(Data records)
-*-*-

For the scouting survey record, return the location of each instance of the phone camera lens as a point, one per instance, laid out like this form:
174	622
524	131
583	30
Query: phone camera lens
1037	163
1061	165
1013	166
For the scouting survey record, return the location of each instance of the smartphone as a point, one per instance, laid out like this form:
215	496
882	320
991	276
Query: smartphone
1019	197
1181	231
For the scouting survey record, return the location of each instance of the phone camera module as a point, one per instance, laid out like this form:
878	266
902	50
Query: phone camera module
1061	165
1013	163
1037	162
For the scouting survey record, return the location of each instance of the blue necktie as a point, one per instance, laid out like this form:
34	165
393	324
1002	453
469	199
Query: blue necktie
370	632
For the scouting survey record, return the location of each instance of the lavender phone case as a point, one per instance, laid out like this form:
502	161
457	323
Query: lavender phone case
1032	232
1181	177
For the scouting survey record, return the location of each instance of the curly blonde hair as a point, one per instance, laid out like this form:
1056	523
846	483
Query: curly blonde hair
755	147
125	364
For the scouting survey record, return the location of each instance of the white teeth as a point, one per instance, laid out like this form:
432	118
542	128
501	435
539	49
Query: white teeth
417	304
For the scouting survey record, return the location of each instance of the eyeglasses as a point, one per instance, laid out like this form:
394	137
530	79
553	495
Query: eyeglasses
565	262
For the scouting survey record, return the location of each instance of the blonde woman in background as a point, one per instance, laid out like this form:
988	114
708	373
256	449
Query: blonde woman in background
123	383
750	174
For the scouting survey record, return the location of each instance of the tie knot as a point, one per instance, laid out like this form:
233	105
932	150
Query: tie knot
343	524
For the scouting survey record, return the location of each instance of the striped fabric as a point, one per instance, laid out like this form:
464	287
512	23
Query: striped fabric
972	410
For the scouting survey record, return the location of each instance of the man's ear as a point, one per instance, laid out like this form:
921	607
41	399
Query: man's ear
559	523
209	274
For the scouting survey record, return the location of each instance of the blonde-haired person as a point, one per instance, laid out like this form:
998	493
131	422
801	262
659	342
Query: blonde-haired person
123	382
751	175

-*-*-

▶ DIRECTIONS
Write out exactly the lines that begin at the one containing "the blonde woman" and continue through the last line of the data, and only those.

▶ SOLUTION TO THIS EXERCISE
For the scouting survey record, return the location of each instance of the blonde woman in background as a point, one per instance, laid out like this form:
988	114
708	373
256	449
Query: blonde woman in background
123	383
750	174
For the scouting survey record, return the location of each instance of the tie knot as a point, one per instance, laid out like this form:
233	105
932	150
Query: tie knot
343	524
For the scouting survey record, return the location of each instance of the striped fabric as a point, one per instance, laid out like this form:
464	287
512	23
Query: striped fabric
972	410
For the scouting survey record, return the location of each instance of the man's ear as a point, one per instance, laid out like this form:
921	607
41	399
Query: man's ear
559	523
209	274
For the scouting survey record, return the location of each instance of the blonde-haired person as a point, one per instance, laid out like this form:
998	493
131	422
801	262
659	342
Query: blonde-haired person
123	382
751	175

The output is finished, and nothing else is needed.